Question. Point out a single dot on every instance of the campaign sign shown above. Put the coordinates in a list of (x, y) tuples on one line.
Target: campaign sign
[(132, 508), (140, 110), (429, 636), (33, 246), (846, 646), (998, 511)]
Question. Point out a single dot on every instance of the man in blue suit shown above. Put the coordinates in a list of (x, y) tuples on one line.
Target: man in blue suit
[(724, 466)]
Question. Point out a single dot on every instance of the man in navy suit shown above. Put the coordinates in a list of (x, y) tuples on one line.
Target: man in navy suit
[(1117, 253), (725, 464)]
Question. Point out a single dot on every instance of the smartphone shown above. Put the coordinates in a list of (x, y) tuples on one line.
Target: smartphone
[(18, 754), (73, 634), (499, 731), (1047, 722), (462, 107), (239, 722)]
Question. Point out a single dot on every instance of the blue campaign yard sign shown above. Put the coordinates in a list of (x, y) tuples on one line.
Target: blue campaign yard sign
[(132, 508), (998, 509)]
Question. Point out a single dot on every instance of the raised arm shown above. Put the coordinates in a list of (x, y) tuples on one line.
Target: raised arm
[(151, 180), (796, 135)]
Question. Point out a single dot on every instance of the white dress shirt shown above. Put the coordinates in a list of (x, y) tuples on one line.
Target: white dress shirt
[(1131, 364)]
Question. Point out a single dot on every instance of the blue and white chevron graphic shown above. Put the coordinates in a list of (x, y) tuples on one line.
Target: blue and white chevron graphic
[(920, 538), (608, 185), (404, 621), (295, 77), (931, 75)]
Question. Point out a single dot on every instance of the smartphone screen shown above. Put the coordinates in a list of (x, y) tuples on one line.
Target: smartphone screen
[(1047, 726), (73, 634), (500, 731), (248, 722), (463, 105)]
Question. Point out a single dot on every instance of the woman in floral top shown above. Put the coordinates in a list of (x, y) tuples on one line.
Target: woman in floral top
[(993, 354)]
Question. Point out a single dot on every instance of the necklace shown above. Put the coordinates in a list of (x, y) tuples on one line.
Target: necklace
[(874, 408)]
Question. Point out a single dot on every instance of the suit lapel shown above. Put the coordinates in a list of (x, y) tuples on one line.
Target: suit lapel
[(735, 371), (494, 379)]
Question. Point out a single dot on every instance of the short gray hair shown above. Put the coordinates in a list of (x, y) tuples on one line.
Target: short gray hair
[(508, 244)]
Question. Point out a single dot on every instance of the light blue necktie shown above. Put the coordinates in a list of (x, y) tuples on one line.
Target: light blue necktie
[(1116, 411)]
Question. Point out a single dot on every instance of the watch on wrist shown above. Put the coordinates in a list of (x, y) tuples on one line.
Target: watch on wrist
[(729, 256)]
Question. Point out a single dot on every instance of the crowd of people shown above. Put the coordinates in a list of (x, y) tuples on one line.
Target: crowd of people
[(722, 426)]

----------------

INSTRUCCIONES Y REQUISITOS: Por favor, convierte todos los ítems anteriores en un CSV de dos columnas, «consigna» y «respuesta», con una fila por ítem. Pon su texto y su respuesta cada uno en un solo campo entre comillas, con los saltos de línea reemplazados por espacios.

RESPUESTA AL PROBLEMA:
consigna,respuesta
"Question. Point out a single dot on every instance of the campaign sign shown above. Put the coordinates in a list of (x, y) tuples on one line. Target: campaign sign","[(132, 508), (140, 110), (429, 636), (33, 246), (846, 646), (998, 511)]"
"Question. Point out a single dot on every instance of the man in blue suit shown above. Put the coordinates in a list of (x, y) tuples on one line. Target: man in blue suit","[(724, 466)]"
"Question. Point out a single dot on every instance of the man in navy suit shown above. Put the coordinates in a list of (x, y) tuples on one line. Target: man in navy suit","[(1117, 253), (725, 464)]"
"Question. Point out a single dot on every instance of the smartphone shown above. Put the coordinates in a list of (x, y) tuples on one line. Target: smartphone","[(18, 754), (73, 634), (499, 731), (1047, 722), (462, 107), (239, 722)]"
"Question. Point out a single dot on every instance of the blue campaign yard sign shown above. Put the coordinates in a list of (x, y) tuples on one line. Target: blue campaign yard sign","[(132, 508), (998, 509)]"
"Question. Point out a single dot on every instance of the raised arm shown above. Put the coordinates in a list of (x, y) tuples on one line. Target: raised arm","[(151, 180), (796, 135)]"
"Question. Point out a single dot on every instance of the white dress shirt shown above. Put the coordinates in a list of (x, y) tuples on one line. Target: white dress shirt","[(1131, 364)]"
"Question. Point out a single dot on every instance of the blue and white chevron graphic shown above. Put the coordinates in a list of (x, y) tuples on one line. Target: blue and white chevron graphic","[(920, 538), (608, 185), (404, 621), (295, 77), (931, 75)]"
"Question. Point out a single dot on every instance of the smartphone screen shown above. Put the coordinates in a list of (x, y) tuples on one line. Target: smartphone screen","[(1047, 726), (73, 634), (500, 731), (248, 722), (463, 105)]"
"Question. Point out a single dot on every instance of the woman in floral top shown above. Put the coordinates in a list of (x, y) tuples on one line. Target: woman in floral top","[(993, 354)]"
"Question. Point out a single dot on every instance of the necklace shown above. Put the coordinates in a list of (x, y) tuples on one line. Target: necklace","[(874, 408)]"
"Question. Point out a single dot on every instance of the suit lapel shown above. Put the coordinates in a list of (x, y) tuples on one line. Target: suit lapel","[(735, 371), (494, 379)]"
"Question. Point out a single dot on every instance of the short gray hair shown above. Put the coordinates in a list of (x, y) tuples on one line. Target: short gray hair","[(508, 244)]"
"Question. Point out a single dot on every instance of the light blue necktie shown above. Put the coordinates in a list of (x, y) tuples on one line. Target: light blue necktie","[(1116, 411)]"
"Question. Point out a single dot on every instance of the watch on wrist shown above. Put the coordinates in a list of (x, y) tuples on one line. Target: watch on wrist","[(729, 256)]"
"Question. Point out a single dot on every instance of the crowd of people shown above. Put the coordinates in a list of (x, y) tuples on one line. Target: crowd of people","[(722, 426)]"